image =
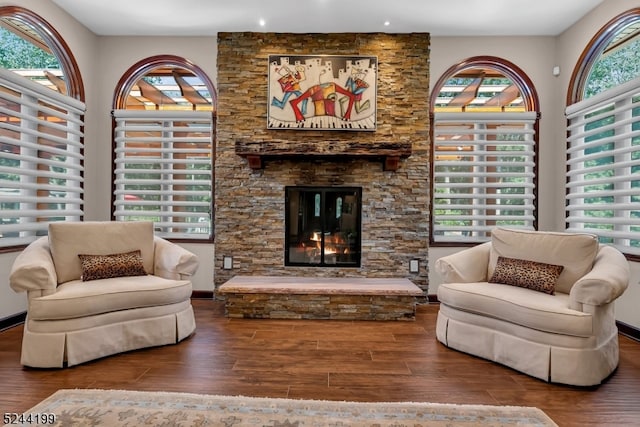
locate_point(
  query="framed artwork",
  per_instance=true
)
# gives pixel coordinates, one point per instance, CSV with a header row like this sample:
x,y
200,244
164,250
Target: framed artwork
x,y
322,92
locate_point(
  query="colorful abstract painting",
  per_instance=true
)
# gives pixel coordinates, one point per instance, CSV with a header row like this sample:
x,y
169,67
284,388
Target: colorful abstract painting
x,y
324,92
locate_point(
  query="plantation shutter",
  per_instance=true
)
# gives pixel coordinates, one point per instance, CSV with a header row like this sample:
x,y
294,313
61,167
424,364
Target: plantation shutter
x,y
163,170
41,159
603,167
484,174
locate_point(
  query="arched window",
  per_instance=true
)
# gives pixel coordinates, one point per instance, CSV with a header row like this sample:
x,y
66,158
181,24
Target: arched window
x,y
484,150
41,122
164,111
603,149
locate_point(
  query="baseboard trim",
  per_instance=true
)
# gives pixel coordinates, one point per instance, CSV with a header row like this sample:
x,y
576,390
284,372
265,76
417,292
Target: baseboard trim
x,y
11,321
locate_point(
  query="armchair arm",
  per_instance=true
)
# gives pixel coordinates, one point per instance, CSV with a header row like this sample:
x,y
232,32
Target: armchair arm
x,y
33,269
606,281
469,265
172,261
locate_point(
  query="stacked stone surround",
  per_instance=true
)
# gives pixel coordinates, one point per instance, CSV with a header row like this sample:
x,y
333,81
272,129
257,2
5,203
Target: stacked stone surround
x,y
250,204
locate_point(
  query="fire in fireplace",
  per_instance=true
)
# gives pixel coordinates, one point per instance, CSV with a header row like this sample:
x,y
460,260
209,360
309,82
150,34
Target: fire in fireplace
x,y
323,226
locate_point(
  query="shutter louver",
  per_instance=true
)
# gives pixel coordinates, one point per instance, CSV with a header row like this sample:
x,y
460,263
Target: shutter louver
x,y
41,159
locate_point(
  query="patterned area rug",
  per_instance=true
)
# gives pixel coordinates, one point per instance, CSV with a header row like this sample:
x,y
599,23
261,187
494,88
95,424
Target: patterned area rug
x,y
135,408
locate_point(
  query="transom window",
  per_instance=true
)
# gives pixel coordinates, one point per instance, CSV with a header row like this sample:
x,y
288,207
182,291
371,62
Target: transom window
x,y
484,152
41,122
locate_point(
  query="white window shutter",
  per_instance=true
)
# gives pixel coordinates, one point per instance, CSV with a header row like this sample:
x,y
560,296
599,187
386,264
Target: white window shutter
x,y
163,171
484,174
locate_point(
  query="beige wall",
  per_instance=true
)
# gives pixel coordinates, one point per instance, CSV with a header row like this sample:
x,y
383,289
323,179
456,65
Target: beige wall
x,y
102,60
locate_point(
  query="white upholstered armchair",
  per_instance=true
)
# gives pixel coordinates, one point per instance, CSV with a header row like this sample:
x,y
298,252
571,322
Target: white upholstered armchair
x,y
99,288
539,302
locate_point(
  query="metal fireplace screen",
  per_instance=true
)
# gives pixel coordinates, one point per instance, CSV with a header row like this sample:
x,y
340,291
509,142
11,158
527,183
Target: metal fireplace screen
________________________________________
What the task asks.
Everything in the material must be duplicated exactly, except the pictures.

Answer area.
image =
locate_point(
  query="framed artwork",
  per_instance=true
)
# gives pixel coordinates, one point per instance, CSV with a header row like this sample:
x,y
200,244
164,250
Target: framed artwork
x,y
322,92
locate_point(
  query="colorful abstract painting",
  per_instance=true
)
# gives pixel coordinates, one point per instance, CSV with a header row like this sample:
x,y
169,67
284,388
Target: colorful abstract painting
x,y
324,92
locate_point(
  query="plantation shutter",
  per_instance=true
)
# gives pixel coordinates, one point per instance, CSV with a header row like this sample:
x,y
294,313
61,167
424,364
Target: plantation shutter
x,y
163,170
41,159
603,167
484,174
locate_point(
  query="arched window",
  per_instance=true
)
# gives pixel coordinates, one point per instance, CSV with a header row like this sample:
x,y
66,158
181,24
Target: arched window
x,y
484,150
41,122
164,111
603,149
locate_point(
  query="baseboard trim",
  per_instance=true
)
# gives pixel coordinates, one point per instance, CSV with a header row like this sample:
x,y
576,390
284,372
265,76
417,292
Target: baseboard trim
x,y
11,321
locate_point(
  query="armchair arm",
  per_instance=true
)
# gives pixel coordinates, one point per instance, CSV with a header row like this sample:
x,y
232,32
Target: armchair arm
x,y
33,269
606,281
469,265
172,261
locate_point(
  query="stacked stone surround",
  per_instance=true
)
# gives pixel coordinates, one point per instance, CSV with a header row like this sample:
x,y
333,81
272,129
257,2
5,203
Target: stacked stone surround
x,y
250,204
locate_point(
  query="fire in fireplace",
  per_instance=true
)
# gives pixel coordinates, one point per instance, CSV with a header row like this sample:
x,y
460,260
209,360
309,82
150,34
Target: fire in fireplace
x,y
323,226
locate_point(
  query="shutter louver",
  per_instance=true
)
# gives pixel coordinates, one point per instance, CSV with a header row like this sample:
x,y
460,263
Target: shutter louver
x,y
41,159
locate_point(
  query="patterned area rug",
  per_instance=true
)
# gives pixel coordinates, one point per instance, CSV with a header row like this sample:
x,y
599,23
261,187
494,88
95,424
Target: patterned area rug
x,y
135,408
locate_point(
  query="transom window",
  per_instance=true
)
# gives pixel coordinates, one point per instance, CSV with a header row like this sample:
x,y
288,207
182,291
371,62
Target: transom window
x,y
484,152
41,122
locate_point(
  query="white window shutter",
  per_instance=true
)
# gives pixel coordinates, one point per instance, CSV with a header row like this sample:
x,y
560,296
599,187
386,264
Target: white window shutter
x,y
163,171
484,174
locate_point(
  query="beige wall",
  per_instance=true
)
# gives pixel coordinates, one point per instance, CSV with a header row like this sample:
x,y
383,289
323,179
456,65
Target: beige wall
x,y
102,60
locate_point(
  query="white upholstered armchair",
  per_instance=true
)
# gives pixel coordinates, one point per instance, CSV with a header row like this sample:
x,y
298,252
571,322
Target: white upholstered armchair
x,y
99,288
539,302
locate_point(
  query="metal fireplace screen",
  per_instance=true
)
# gives pixel coordinates, one point per instance, CSV with a header row like this sample:
x,y
340,291
509,142
11,158
527,183
Target: metal fireplace screen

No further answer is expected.